» **EXERCISE**
Format every line of the rows below as a JSON list of strings, one string per line, leaving out any blank lines.

» **DATA EXCERPTS**
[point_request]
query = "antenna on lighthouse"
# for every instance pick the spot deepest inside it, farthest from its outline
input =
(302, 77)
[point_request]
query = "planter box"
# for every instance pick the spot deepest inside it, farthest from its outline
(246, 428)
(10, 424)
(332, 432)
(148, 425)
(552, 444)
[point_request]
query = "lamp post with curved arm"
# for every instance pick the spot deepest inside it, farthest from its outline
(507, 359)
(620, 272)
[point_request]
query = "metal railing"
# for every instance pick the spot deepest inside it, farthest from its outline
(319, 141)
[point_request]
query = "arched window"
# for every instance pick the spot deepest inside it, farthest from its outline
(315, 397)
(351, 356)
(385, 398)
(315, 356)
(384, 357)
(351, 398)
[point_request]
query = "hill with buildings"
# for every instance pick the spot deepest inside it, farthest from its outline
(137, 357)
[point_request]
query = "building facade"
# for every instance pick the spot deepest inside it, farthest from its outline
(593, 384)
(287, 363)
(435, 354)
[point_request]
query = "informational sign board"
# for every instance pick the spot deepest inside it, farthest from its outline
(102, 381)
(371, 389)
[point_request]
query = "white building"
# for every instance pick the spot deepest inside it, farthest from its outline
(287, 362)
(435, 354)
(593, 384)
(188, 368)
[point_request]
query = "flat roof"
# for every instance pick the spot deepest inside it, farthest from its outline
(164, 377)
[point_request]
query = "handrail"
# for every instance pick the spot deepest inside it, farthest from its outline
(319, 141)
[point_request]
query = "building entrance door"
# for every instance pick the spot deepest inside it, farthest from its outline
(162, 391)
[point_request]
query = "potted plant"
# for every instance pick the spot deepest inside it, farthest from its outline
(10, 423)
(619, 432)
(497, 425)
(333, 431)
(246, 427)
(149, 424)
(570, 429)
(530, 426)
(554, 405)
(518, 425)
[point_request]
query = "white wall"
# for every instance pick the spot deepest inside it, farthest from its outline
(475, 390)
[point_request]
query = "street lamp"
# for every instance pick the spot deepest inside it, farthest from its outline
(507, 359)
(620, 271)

» **SOLUTION FOR THIS EXERCISE**
[
  "[point_request]",
  "query = \"antenna on lighthouse\"",
  "# for every instance pick the spot deepest inside it, farthest from its outline",
  "input =",
  "(302, 77)",
  "[point_request]",
  "query = \"planter box\"",
  "# for every instance pick the spot deepest inside it, farthest from its outline",
  "(246, 428)",
  "(10, 424)",
  "(332, 432)",
  "(148, 425)",
  "(552, 444)",
  "[point_request]",
  "query = \"lamp post with curved arm\"",
  "# for every instance pick the spot deepest inside it, farthest from its outline",
  "(507, 359)",
  "(620, 272)",
  "[point_request]",
  "query = \"metal railing\"",
  "# for every instance pick the spot deepest inside it, farthest from its outline",
  "(319, 141)",
  "[point_request]",
  "query = \"arched window\"",
  "# for every instance pick the spot deepest inside it, farthest from its outline",
  "(315, 397)",
  "(351, 356)",
  "(385, 398)",
  "(315, 356)",
  "(384, 357)",
  "(351, 398)",
  "[point_request]",
  "query = \"hill with buildings\"",
  "# for every instance pick the spot deepest inside it, farthest from its outline",
  "(137, 357)",
  "[point_request]",
  "query = \"building facade\"",
  "# for every instance pick the spot deepest inside it, farthest from its outline",
  "(593, 384)",
  "(287, 363)",
  "(435, 354)",
  "[point_request]",
  "query = \"informational sign board\"",
  "# for every instance pick the spot deepest inside it, farthest from its outline",
  "(102, 381)",
  "(371, 389)",
  "[point_request]",
  "query = \"white building\"",
  "# for every instance pick the spot deepest inside it, farthest from its outline",
  "(287, 362)",
  "(435, 354)",
  "(593, 384)",
  "(188, 368)",
  "[point_request]",
  "query = \"flat roof\"",
  "# for every instance pick the spot deepest inside it, farthest from its outline",
  "(164, 377)",
  "[point_request]",
  "query = \"handrail\"",
  "# for every instance pick the spot deepest inside it, farthest from its outline",
  "(319, 141)",
  "[point_request]",
  "query = \"building entrance door\"",
  "# for every instance pick the spot deepest inside it, farthest from its outline",
  "(162, 391)",
  "[point_request]",
  "query = \"potted plant\"",
  "# for every instance pick the spot deepest inside it, farthest from its outline",
  "(10, 423)",
  "(619, 432)",
  "(497, 425)",
  "(333, 431)",
  "(246, 427)",
  "(149, 424)",
  "(570, 429)",
  "(530, 426)",
  "(554, 405)",
  "(518, 425)",
  "[point_request]",
  "query = \"white wall\"",
  "# for every instance pick the spot deepest inside it, farthest from its outline",
  "(475, 390)",
  "[point_request]",
  "query = \"street lamp\"",
  "# for every instance pick the spot deepest inside it, farthest from its outline",
  "(507, 359)",
  "(620, 271)"
]